*Task to complete*. Write out the lines of the material, beginning at the line that contains "occurrence of referee" and stopping after the line that contains "(938, 247), (964, 325)". Multiply every coordinate in the answer boxes by 0.2 and round to whole numbers, with halves going up, but leave all other wording and the format sample coordinates as they are.

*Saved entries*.
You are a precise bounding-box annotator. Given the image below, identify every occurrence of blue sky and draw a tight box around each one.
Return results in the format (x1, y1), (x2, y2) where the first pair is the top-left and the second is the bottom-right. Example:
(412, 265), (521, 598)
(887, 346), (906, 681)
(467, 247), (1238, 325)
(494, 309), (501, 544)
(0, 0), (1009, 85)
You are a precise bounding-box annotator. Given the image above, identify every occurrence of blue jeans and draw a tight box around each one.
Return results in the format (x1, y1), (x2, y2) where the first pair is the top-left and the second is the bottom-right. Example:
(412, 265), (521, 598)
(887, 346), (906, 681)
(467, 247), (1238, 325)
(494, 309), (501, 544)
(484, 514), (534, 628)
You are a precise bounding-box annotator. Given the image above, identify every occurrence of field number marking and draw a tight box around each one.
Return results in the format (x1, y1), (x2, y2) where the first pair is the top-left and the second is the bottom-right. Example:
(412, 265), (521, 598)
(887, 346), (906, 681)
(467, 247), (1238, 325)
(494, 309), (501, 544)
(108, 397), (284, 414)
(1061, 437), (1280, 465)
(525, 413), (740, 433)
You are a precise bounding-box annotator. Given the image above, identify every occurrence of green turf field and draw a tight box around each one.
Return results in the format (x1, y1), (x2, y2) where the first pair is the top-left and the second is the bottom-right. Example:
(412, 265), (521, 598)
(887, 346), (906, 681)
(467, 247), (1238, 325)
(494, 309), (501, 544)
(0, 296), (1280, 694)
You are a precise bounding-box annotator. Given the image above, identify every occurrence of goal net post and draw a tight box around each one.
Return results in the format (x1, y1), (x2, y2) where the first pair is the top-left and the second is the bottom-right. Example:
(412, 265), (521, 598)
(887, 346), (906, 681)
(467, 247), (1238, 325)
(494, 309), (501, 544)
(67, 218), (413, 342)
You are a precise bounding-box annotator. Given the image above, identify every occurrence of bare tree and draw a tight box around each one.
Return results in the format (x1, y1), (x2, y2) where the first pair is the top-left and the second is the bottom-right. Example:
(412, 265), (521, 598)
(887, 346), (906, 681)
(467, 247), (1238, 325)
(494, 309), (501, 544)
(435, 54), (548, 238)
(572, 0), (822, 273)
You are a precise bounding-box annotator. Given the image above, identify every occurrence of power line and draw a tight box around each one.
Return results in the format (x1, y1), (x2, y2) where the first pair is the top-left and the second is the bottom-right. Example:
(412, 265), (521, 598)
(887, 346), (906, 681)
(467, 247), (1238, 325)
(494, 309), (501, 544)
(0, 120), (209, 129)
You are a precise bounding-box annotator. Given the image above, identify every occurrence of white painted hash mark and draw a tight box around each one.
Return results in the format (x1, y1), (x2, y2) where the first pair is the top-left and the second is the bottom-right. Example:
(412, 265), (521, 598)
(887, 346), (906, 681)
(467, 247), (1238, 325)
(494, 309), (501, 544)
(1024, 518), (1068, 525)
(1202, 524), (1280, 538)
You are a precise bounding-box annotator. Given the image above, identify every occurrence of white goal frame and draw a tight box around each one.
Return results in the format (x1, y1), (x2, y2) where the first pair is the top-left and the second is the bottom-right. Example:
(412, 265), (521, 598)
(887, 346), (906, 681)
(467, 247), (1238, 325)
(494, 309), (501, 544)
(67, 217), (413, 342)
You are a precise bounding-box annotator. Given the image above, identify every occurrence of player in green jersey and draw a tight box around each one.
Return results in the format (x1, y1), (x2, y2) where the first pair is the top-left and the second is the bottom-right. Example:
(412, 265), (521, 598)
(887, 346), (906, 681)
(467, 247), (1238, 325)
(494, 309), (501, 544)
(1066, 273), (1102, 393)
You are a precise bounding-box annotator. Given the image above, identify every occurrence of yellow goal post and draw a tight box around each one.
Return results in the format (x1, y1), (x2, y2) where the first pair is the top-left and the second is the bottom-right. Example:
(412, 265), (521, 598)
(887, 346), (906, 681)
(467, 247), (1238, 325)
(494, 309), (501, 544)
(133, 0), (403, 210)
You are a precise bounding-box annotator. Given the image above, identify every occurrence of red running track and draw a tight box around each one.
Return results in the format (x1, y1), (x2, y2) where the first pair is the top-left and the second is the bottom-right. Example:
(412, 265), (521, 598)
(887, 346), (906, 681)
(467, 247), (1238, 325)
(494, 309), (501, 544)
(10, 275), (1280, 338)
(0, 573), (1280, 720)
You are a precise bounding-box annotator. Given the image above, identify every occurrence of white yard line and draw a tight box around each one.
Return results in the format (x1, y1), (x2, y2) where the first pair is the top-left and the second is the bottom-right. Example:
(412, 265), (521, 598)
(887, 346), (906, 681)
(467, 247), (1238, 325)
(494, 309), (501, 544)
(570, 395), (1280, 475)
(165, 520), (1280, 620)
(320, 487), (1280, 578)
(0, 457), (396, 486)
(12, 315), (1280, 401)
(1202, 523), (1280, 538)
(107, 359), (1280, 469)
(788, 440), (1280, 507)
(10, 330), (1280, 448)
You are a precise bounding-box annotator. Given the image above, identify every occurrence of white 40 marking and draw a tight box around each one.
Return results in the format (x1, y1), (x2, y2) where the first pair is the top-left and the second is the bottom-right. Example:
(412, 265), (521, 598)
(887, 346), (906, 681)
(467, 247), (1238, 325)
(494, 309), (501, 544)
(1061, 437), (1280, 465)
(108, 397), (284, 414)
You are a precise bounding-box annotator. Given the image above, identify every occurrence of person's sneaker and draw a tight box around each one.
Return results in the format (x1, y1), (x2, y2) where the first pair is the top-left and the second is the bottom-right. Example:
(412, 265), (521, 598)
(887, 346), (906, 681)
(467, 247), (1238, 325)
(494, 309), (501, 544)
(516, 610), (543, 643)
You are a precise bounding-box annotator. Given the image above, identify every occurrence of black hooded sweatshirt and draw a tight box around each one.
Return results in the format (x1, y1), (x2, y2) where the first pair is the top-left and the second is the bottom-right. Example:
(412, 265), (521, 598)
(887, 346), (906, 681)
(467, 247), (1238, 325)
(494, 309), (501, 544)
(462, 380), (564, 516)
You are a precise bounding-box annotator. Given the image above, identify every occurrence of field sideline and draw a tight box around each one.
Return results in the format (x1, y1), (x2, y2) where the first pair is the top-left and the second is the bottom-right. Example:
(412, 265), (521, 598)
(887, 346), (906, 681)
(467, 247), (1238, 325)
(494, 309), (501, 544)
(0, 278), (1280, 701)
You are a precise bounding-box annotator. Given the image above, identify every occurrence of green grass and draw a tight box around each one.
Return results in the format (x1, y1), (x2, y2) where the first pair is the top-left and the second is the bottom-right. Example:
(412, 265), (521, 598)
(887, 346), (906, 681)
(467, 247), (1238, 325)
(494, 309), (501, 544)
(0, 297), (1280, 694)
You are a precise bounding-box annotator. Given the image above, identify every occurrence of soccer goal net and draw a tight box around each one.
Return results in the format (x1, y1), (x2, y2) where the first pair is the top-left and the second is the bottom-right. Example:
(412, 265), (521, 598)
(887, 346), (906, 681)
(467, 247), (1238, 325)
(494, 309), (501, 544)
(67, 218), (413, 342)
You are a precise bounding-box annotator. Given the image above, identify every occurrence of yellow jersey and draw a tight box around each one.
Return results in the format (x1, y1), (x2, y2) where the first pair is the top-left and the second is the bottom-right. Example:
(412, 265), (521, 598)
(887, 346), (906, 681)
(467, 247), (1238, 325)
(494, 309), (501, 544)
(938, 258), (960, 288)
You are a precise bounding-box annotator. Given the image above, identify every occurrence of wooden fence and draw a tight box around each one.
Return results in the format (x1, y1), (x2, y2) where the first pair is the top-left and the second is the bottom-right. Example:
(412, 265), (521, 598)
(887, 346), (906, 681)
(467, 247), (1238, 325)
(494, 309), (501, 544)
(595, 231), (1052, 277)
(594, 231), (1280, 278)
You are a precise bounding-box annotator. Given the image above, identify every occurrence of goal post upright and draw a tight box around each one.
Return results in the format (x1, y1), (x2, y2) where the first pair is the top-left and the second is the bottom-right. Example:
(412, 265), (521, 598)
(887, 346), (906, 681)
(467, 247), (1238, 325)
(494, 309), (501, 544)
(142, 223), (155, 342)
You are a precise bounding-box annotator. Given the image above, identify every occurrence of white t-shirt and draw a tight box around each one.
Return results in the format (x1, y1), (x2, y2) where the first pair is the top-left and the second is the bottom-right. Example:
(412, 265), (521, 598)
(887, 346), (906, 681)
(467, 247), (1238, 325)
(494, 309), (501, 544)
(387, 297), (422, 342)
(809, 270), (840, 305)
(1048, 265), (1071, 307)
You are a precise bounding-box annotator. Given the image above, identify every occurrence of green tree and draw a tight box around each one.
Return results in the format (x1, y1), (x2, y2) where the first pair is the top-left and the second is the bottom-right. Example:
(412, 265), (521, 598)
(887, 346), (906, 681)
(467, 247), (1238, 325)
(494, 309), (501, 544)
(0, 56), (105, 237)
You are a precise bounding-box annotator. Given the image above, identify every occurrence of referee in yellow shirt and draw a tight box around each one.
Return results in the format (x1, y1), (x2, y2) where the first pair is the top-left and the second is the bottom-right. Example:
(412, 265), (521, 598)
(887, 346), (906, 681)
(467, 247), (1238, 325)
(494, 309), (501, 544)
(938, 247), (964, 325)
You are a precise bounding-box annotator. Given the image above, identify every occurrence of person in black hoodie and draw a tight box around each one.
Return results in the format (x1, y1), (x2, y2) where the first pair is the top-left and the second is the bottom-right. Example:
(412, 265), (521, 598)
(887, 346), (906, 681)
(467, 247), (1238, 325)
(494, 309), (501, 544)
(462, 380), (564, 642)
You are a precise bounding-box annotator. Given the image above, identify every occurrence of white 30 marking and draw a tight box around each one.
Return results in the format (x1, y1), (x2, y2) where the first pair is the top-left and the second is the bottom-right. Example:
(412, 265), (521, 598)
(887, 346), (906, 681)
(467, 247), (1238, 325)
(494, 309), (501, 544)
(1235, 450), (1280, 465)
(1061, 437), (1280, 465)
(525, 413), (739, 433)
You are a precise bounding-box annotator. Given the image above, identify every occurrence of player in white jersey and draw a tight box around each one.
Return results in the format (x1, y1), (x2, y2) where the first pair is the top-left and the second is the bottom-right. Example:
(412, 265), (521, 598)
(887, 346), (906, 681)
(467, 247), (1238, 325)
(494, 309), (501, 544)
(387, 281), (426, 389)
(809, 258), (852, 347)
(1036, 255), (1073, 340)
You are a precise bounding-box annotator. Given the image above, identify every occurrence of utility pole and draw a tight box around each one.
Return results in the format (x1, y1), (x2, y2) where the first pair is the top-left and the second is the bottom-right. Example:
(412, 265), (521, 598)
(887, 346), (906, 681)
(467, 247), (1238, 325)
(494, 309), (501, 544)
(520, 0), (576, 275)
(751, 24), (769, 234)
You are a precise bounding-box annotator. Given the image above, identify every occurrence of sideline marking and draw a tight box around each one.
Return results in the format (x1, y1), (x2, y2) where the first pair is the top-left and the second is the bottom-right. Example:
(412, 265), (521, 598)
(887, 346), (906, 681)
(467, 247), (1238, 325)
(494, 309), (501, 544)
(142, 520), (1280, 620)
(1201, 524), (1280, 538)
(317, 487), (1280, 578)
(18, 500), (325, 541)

*Task result*.
You are a precise bounding-box annotator. Given the image above, identify every occurrence of referee in yellow shirt and draw a tight box around each one.
Return results in the format (x1, y1), (x2, y2) where the first pair is the top-left and the second is the bottom-right. Example:
(412, 265), (521, 598)
(887, 346), (906, 681)
(467, 247), (1238, 325)
(494, 309), (501, 544)
(188, 49), (193, 65)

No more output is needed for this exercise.